[Begin Data extract]

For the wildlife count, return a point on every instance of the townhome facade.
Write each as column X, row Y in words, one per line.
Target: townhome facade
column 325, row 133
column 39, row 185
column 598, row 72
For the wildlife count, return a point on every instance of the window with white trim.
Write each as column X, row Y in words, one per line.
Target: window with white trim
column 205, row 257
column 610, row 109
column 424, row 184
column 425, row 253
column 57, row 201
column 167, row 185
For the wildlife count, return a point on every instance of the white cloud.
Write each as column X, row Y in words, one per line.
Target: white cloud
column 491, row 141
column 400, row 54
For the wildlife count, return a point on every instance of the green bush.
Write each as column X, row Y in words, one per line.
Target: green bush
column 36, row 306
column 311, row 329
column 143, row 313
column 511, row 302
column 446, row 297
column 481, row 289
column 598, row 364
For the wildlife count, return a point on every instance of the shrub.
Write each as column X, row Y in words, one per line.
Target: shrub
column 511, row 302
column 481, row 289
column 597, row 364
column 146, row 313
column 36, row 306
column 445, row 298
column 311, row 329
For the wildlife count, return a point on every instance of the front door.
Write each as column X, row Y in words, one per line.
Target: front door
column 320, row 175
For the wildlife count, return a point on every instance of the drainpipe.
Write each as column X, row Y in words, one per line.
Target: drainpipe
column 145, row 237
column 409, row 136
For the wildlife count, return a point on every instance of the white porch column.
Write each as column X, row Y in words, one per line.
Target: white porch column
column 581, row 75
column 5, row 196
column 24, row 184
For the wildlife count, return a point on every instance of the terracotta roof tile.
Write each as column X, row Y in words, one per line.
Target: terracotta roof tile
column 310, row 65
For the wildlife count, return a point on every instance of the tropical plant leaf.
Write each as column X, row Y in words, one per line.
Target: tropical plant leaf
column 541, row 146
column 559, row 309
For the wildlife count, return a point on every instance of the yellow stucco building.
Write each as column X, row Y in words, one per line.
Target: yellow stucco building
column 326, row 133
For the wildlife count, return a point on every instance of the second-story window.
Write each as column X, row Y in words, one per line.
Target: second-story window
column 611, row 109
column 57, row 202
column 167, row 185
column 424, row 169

[End Data extract]

# Your task
Copy out the whole listing exactly as written.

# Answer
For the wildlife count, return a point on every instance of the townhome facade.
Write each as column X, row Y in words, one per line.
Target: townhome facade
column 325, row 133
column 39, row 185
column 598, row 72
For the wildlife count, return a point on every instance of the window with white trim.
Write each as column X, row Y in words, one per line.
Target: window with white trim
column 205, row 257
column 610, row 109
column 424, row 184
column 425, row 253
column 57, row 201
column 167, row 185
For the wildlife count, return a point on every instance of the white cloud.
Write each as column X, row Y in words, one per line.
Target: white cloud
column 491, row 141
column 400, row 54
For the wildlife count, return a point on every instance of the green bush.
Write each as column X, row Y in words, one per line.
Target: green bush
column 36, row 306
column 311, row 329
column 143, row 313
column 511, row 302
column 446, row 297
column 481, row 289
column 598, row 364
For the wildlife count, return a point on every instance of the shrub.
Write each as column X, row Y in words, one per line.
Target: shrub
column 511, row 302
column 481, row 289
column 597, row 364
column 146, row 313
column 36, row 306
column 445, row 298
column 311, row 329
For the wildlife count, return a point on every instance of the front door.
Write each as column X, row Y in words, one per line.
Target: front door
column 320, row 175
For the wildlife count, return a point on every instance of the drainpipe.
Write each as column X, row Y in words, one per line.
Target: drainpipe
column 145, row 237
column 409, row 136
For the wildlife count, return a point on every instance of the white porch column.
Write each as column X, row Y in words, one per line.
Target: white porch column
column 581, row 75
column 5, row 196
column 24, row 184
For the wildlife count, return a point on every instance of the terracotta roof tile.
Write each as column X, row Y in words, one per line.
Target: terracotta roof tile
column 310, row 65
For the wildlife count, return a point on every instance of the tropical plant leaf.
Write each as column X, row Y in words, one per line.
Target: tropical plant leaf
column 541, row 146
column 559, row 309
For the wildlife count, return a point on every instance of the yellow stucco building.
Write each as column X, row Y in words, one per line.
Target: yellow stucco building
column 326, row 133
For the wildlife count, return a point on every instance of the second-story window.
Write each as column X, row Y in words, one per line.
Target: second-story window
column 611, row 109
column 57, row 202
column 167, row 185
column 424, row 169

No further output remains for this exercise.